Created to introduce its audience to the Datsun brand, a 1973 Datsun promotional video serves up loads of drool-worthy imagery. The 20-minute short film presents a primer on Nissan history dating back to the 1930s before going behind the scenes at factories and testing facilities. It’s a technicolor feast for the eyes, as vivid Sunnys, Bluebirds, and 240Zs, dance across the screen.
The video was created for a European audience, likely the UK. When the latest and greatest models are shown, the narrator calls out the Datsun 160J instead of the 610, or the 120Y instead of the B210. It also calls out the E10 Cherry/100A and Cedric/260C, neither of which made it to the US. When it covers Nissan’s motorsports activities it focuses on the Safari and Monte Carlo rallies, with no mention of Bob Sharp Racing or BRE.
In these sorts of videos we always find the footage from R&D the most interesting. Whether it’s the low-res CAD program or the crude crash tests, it’s fun to see the latest and greatest technology from half a century ago. The video even mentions Nissan’s experimentation with the rotary engine and an experimental safety car concept that looks suspiciously like a foreshadowing of the 1977 C210 Skyline.
Watching assembly lines churning out 610s by the thousands to a jaunty rock soundtrack can be pretty entertaining as well. By this time Nissan had a dozen dedicated ro-ro ships exporting over 700,000 cars annually to markets around the world. There’s footage of Zs and 710s and even a President being hauled off to who-knows-where from the Honmoku, Yokohama port. A fleet of Datsun 620 pickups are likely headed to the US, all bedless thanks to the Chicken Tax.
It was a bright, optimistic time. The images are so rich you can practically smell the vinyl off-gassing through the screen. The sea of shiny new Nissans in vibrant colors like orange and blue, and all their unoxidized parts, make us yearn for a time machine. So sit back, grab a cold one, and enjoy the trip from 51 years in the past. What a time to be alive!
Interesting, Ben – you surmised this video was made for a European audience – and I see mainly LHD examples to back that assumption up, so the narrator has a definitely British voice – but he pronounces the 240Z as the American “Zee” instead of “Zed” (that’s certainly how it’s said in both Britain and Australia but I must admit to ignorance as to how European countries _other_ than Britain would pronounce it).

Stored items
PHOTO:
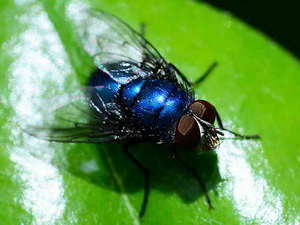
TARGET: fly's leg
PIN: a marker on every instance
(219, 121)
(144, 170)
(206, 74)
(196, 175)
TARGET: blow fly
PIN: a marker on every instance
(135, 95)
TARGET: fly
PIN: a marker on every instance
(134, 96)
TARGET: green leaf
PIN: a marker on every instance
(255, 89)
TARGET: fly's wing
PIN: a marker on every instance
(122, 52)
(84, 118)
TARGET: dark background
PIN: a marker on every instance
(280, 20)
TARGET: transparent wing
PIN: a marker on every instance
(122, 52)
(80, 119)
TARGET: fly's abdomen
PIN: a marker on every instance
(156, 104)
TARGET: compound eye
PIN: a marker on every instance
(204, 110)
(187, 132)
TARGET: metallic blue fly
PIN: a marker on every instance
(135, 95)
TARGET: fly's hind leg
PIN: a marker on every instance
(220, 123)
(144, 170)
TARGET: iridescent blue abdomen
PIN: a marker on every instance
(154, 104)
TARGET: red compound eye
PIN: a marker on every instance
(204, 110)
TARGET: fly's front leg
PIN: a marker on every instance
(219, 121)
(144, 170)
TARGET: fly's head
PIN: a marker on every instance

### [Task 1]
Reproduce the part of the article on the 1973 Datsun video between "In these sorts" and "1977 C210 Skyline.", inclusive.
### [Task 2]
Carry on the article on the 1973 Datsun video from its last sentence.

### [Answer 1]
In these sorts of videos we always find the footage from R&D the most interesting. Whether it’s the low-res CAD program or the crude crash tests, it’s fun to see the latest and greatest technology from half a century ago. The video even mentions Nissan’s experimentation with the rotary engine and an experimental safety car concept that looks suspiciously like a foreshadowing of the 1977 C210 Skyline.

### [Answer 2]
Quite the contradiction of a video!
Sorry, I failed to mention that Britain and Australia both also drive on the LH side of the road with RHD vehicles! Further muddying of the water!
Some of the cars called out by their Euro-market names have obvious US-spec bumpers, and the trucks being driven on the boat in the last screenshot (15:35 in the vid) are LHD shortbeds leaving Japan in Chicken Tax-avoiding chassis-cab form, their beds to be flatpacked separately for assembly and installation near LA/Long Beach docks.
I am trying to figure out the audience for this, not so much where but the demographic so to speak, I was 13 when this was made, and it is so much like the old projector type movies they would show you in a given class…like something you would see in biology class or drivers ed class…for sure not for the american market really. by 1973 the whole import market was in full swing in the U.S. and this is more of an Introduction to Datsun type video to educate people. Don’t get me wrong I love the video of course. Just wondering who the target was 🙂
The audience for this is potential shareholders and investors, dealers and distributors in emerging markets, and Nissan’s corporate staff. I have paper booklet versions of this presentation style going back into the 50’s.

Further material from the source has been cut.